-- Start of Records to use --

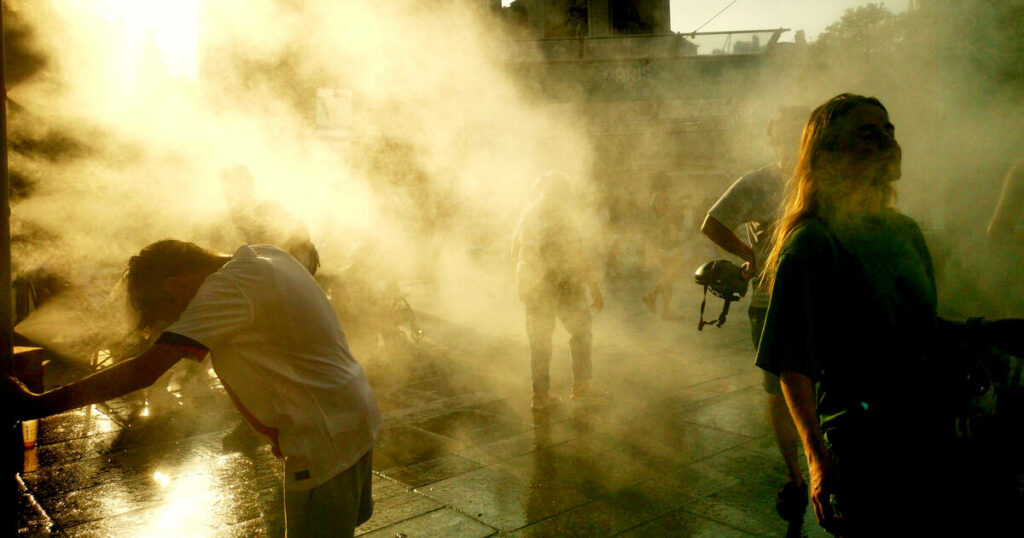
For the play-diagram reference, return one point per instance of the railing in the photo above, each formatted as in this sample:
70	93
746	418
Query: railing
637	47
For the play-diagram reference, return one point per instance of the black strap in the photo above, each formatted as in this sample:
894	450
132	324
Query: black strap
700	322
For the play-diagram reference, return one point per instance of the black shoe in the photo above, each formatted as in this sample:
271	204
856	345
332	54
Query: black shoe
791	503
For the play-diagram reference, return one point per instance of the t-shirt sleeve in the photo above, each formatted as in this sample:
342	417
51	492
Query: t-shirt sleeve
736	205
218	312
798	317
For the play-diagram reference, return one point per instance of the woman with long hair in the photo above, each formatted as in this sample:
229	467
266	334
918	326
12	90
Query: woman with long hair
851	327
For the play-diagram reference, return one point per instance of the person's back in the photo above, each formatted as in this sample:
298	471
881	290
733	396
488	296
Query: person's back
278	347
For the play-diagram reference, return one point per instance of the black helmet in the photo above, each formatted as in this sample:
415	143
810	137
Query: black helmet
725	280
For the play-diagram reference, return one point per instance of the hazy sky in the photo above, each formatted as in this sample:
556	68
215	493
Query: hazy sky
809	15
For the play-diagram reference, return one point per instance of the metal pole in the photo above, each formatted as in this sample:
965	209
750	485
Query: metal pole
10	431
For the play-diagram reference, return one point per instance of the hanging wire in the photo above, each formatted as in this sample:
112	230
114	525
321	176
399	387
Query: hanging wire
714	17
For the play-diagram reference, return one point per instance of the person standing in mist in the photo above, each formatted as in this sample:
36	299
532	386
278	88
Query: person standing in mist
281	355
553	275
853	333
754	200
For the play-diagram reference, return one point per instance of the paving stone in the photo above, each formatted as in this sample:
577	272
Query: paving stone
683	524
545	435
444	522
404	446
742	411
573	465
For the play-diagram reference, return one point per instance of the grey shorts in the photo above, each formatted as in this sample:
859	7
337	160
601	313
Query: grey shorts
757	315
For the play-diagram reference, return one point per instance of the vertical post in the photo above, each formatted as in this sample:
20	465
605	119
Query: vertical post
10	431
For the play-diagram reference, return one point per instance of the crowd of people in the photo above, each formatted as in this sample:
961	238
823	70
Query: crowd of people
844	322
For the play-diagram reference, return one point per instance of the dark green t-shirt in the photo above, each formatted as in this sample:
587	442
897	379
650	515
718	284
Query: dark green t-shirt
853	308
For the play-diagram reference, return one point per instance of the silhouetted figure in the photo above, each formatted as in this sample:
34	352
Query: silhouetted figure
754	201
851	330
553	275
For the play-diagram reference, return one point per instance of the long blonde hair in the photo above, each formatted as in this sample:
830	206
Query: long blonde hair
815	190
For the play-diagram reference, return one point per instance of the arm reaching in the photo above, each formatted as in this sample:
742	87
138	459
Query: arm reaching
825	481
723	237
126	376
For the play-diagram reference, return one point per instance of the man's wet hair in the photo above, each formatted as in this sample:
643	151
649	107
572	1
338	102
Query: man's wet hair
160	260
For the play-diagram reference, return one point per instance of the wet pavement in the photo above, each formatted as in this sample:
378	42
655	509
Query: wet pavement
680	448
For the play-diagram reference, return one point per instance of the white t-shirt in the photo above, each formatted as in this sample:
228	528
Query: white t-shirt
279	349
754	200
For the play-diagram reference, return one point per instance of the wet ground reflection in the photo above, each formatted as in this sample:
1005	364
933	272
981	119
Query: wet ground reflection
461	453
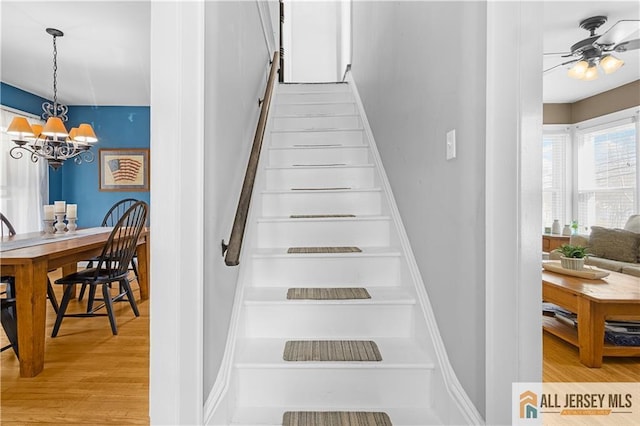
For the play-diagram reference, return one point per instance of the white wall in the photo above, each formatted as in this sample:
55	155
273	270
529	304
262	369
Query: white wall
420	69
177	104
312	41
236	68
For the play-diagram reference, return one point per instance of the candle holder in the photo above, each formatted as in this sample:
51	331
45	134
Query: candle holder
60	225
71	224
48	228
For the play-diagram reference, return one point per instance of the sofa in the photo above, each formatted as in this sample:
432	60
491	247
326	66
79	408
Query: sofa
616	250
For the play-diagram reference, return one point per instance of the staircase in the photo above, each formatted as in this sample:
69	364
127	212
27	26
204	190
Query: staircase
323	222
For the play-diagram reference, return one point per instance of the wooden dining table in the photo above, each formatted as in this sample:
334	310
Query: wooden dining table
29	257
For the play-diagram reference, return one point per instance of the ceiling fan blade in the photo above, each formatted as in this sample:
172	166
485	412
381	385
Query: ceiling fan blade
619	32
560	65
563	54
628	45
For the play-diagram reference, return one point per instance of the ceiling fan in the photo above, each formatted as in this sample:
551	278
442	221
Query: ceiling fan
596	49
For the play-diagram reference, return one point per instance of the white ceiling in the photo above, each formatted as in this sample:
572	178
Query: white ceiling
562	30
103	58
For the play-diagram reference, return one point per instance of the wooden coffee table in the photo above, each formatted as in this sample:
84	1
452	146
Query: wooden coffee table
616	296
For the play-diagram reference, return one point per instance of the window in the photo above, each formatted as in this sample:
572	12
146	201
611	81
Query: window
24	185
589	172
555	146
607	190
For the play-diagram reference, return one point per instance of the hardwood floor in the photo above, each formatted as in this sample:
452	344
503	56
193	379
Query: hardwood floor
561	363
90	377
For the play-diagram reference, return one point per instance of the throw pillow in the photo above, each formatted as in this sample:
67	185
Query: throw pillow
615	244
633	224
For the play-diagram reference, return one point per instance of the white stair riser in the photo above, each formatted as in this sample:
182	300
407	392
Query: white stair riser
316	271
325	388
316	138
318	156
320	177
315	87
315	233
321	122
320	202
296	98
316	320
315	108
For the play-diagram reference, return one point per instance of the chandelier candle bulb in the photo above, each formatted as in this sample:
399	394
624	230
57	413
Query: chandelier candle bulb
48	212
72	211
60	207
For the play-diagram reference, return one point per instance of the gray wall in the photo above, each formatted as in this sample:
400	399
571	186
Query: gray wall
235	77
420	69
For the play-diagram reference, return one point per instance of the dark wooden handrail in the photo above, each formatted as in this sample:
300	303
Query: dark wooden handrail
232	257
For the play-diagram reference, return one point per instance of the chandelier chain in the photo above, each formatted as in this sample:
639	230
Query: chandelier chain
55	73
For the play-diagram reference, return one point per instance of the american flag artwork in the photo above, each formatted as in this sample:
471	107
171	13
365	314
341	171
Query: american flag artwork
124	169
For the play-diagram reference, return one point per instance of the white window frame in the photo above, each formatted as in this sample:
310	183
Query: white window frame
606	121
25	216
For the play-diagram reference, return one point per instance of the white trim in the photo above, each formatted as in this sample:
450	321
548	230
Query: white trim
609	119
453	386
177	200
513	348
267	28
214	406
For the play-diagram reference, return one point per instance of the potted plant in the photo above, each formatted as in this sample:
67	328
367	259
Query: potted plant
572	257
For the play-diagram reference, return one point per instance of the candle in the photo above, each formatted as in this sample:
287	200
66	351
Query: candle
59	207
72	211
48	212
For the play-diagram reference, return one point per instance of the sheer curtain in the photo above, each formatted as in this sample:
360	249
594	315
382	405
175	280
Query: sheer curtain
24	185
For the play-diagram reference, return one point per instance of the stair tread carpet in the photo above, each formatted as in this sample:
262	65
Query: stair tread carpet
331	350
335	188
314	216
328	293
402	416
335	418
316	250
379	295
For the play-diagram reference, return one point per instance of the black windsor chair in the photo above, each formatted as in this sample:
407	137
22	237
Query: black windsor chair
110	219
112	266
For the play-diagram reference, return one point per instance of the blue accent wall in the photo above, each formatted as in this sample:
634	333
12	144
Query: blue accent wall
115	126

-- End of Records to use --

## Exercise aim
Quote each record exactly as it stands, minus the pictures.

## The response
For the play-diagram reference, return one point per instance of the railing in the photo above, each formatted as in this sample:
70	93
746	418
Query: railing
637	47
For the play-diagram reference, return one point per instance of the black strap in the photo above, each formatted as in this sample:
894	450
132	324
Query: black strap
700	322
For the play-diagram reference, return one point per instance of the black shoe in the photo above, each formatted as in this sample:
271	204
856	345
332	54
Query: black shoe
791	503
For the play-diagram reference, return one point per instance of the t-shirt sleeve in the photo above, each formatted as in this sample:
342	417
51	492
Query: t-shirt sleeve
736	205
218	312
798	317
For the play-diagram reference, return one point per instance of the woman with long hair in the photo above, each formatted as in this sample:
229	467
266	334
918	326
12	90
Query: woman with long hair
851	327
For the play-diagram reference, return one point per instance of the person's back in the photo above, each formatted as in this sample:
298	471
881	290
733	396
488	296
Query: person's back
278	347
For the play-diagram reference, return one point per instance of the black helmet in the photo above, each formatted as in this sample:
415	143
810	137
Query: black helmet
725	280
For the play-diagram reference, return one point per instance of the hazy sky in the photo above, each formatted as in this sample:
556	68
215	493
Query: hazy sky
809	15
For the play-diagram reference, return one point per instance of the metal pole in the photo above, each formatted as in this sample:
965	209
750	485
Query: metal pole
10	431
For the play-diagram reference, return one point per instance of the hanging wire in the photo above, each formatted as in this sample:
112	230
114	525
321	176
399	387
Query: hanging wire
714	17
For the play-diagram reference, return one point per instance of the person standing in mist in the photo above, each formatted as in this sample:
36	299
532	386
278	88
Query: person standing in mist
281	355
553	275
853	333
754	200
For the play-diagram reference, return one point per instance of the paving stone in the photo above, each formatted as in this sample:
577	272
Query: paving stone
683	524
545	435
444	522
404	446
742	411
573	465
For the play-diagram reference, return one point per instance of the grey shorts in the photo above, each formatted as in this sample:
859	7
337	160
601	313
Query: grey shorts
757	315
For the play-diagram reference, return one point per instance of the vertical post in the photo above, each formatted as in this sample:
20	465
605	119
Query: vertical post
10	431
For the play-diagram reference, return one point per instance of the crowd of people in the photo above, each formatted as in this sample:
961	238
823	70
Query: crowd of people
844	322
For the play-diagram reference, return one point per instance of the dark green t-shirt in the photo above, each formatted as in this sample:
587	442
897	379
650	515
718	284
Query: dark green t-shirt
853	308
For the play-diagram reference, return one point per instance of the silhouetted figure in the photo above, each formatted as in this sample:
34	352
Query: silhouetted figure
754	201
851	330
553	275
For the play-diagram reference, return one point per instance of the long blonde hair in the photo above, each formatted as in this sample:
830	206
Query: long blonde hair
815	190
For the play-diagram reference, return one point per instance of the arm reaching in the photo above, each formatted as in this sample:
742	87
138	459
Query: arm reaching
825	481
723	237
126	376
For the play-diagram reference, return one point per instance of the man's wet hair in the photo above, each formatted as in this sample:
643	151
649	107
572	1
338	102
Query: man's wet hair
160	260
For the play-diagram reference, return one point per instance of the wet pavement in the photo above, each formatted as in this sample:
378	42
655	509
Query: wet pavement
680	448
For the play-diagram reference, return one point per instance of the white t-shirt in the photo above, each formatted as in this sample:
228	528
Query: white t-shirt
279	349
754	200
For the play-diagram reference, return one point per instance of the wet ground reflection in the photo above, each formatted as in this sample:
1005	364
933	272
981	119
Query: wet ground reflection
461	453
For the play-diagram reference, return one point per instance of the white wall in the photo above, each formatted as in this sample:
55	155
273	270
529	304
262	369
Query: white wall
420	69
177	104
312	41
236	68
For the play-diagram reference, return one point per instance of the candle holder in the photo above, each formatted as in this sample:
51	331
45	134
Query: candle holder
60	225
71	224
48	228
For the play-diagram reference, return one point per instance of the sofa in the photo above, each formatted as in this sample:
432	60
491	247
326	66
79	408
Query: sofa
616	250
For the play-diagram reference, return one point per instance of the staircase in the photo above, each formatted as in this sample:
69	364
127	212
27	26
204	190
Query: staircase
323	222
For the play-diagram reference, return one point per instance of the wooden dining table in the photo above, each formatted as in this sample:
334	310
Query: wooden dining table
29	257
For the play-diagram reference, return one point per instance of the ceiling fan blade in the photo above, each formatted as in this sample:
172	166
485	412
381	385
Query: ceiling fan blade
619	32
560	65
563	54
628	45
For the play-diagram reference, return one point per instance of the ceiling fan in the photo above, each formatted as in this sample:
551	278
442	221
Query: ceiling fan
596	49
For the play-diagram reference, return one point per instance of the white ceiling in the photo above, each formatted as in this sample:
572	178
Query: white ceiling
562	30
103	58
For the play-diagram reference, return one point per instance of the wooden coffee table in the photo above, each formatted as in this sample:
84	1
452	146
Query: wooden coffee table
616	296
For the play-diagram reference, return one point per instance of the window in the photo above, each formatted as in this sample:
572	12
146	201
611	81
Query: window
24	185
589	172
555	146
607	190
For the play-diagram reference, return one point per instance of the hardwood floor in the photo above, each formatted as in this sample:
452	344
503	56
193	379
Query: hardwood floor
561	363
90	377
For the play-diagram reference, return one point per instance of the throw pillow in the photo above, each formatted as in this sample:
67	185
Query: throw pillow
615	244
633	224
For the play-diagram reference, return one point per instance of the white stair riser in the photo above, each formatted as in this sample:
182	300
407	392
Query: white stair riser
316	271
325	388
316	138
318	156
320	177
315	87
315	233
321	122
320	202
296	98
316	320
315	108
For the play-diagram reference, return one point per instance of the chandelier candle bulb in the photo above, each formatted as in this sample:
399	394
624	230
57	413
Query: chandelier candle bulb
48	212
72	211
60	207
For the play-diagram reference, return one point per instance of the gray wall in the photo above, each formatted as in this sample:
400	399
571	186
Query: gray wall
235	77
420	69
For the play-diagram reference, return one point per instance of the dark wooden handrail in the photo above, each formatted as in this sample:
300	303
Query: dark wooden handrail
232	257
For the play-diagram reference, return one point per instance of the chandelier chain in the photo above, each formatted as in this sample:
639	230
Query: chandelier chain
55	73
For the play-diagram reference, return one point per instance of the american flag artwork in the photo above, each formatted as in this sample:
471	107
171	13
365	314
341	171
Query: american flag artwork
124	169
For the play-diagram reference, return one point per instance of the white window frame in the photo above, each formatted as in this sample:
310	183
Query: white window frame
606	121
25	216
For the play-diagram reference, return one point per instance of the white trim in the photo above, each formatted as in this sample:
450	321
548	230
Query: white trim
609	119
453	386
177	200
513	348
267	28
214	406
For the play-diagram reference, return one point per instance of the potted plant in the photo above, each formatted as in this sample:
67	328
367	259
Query: potted plant
572	257
For the play-diagram reference, return one point per instance of the candle in the photo above, each formatted as in this sample:
287	200
66	351
Query: candle
59	207
72	211
48	212
For the play-diagram reference, return one point per instance of the sheer curtain in the photo above, each formatted as in this sample:
360	249
594	315
382	405
175	280
Query: sheer curtain
24	185
For the play-diagram reference, return one point per instance of the stair tread carpet in the photo above, each formatted as in this sample:
262	65
Query: stair tread carpet
331	350
335	188
314	216
328	293
402	416
335	418
316	250
379	295
For the play-diagram reference, return one point per instance of the black windsor chair in the photo above, each formatted as in this sample:
407	137
22	237
Query: black windsor chair
110	219
112	266
For the play-diagram reference, return one point per instance of the blue accent wall in the photo above, each formatted as in this sample:
634	333
12	144
Query: blue accent wall
115	126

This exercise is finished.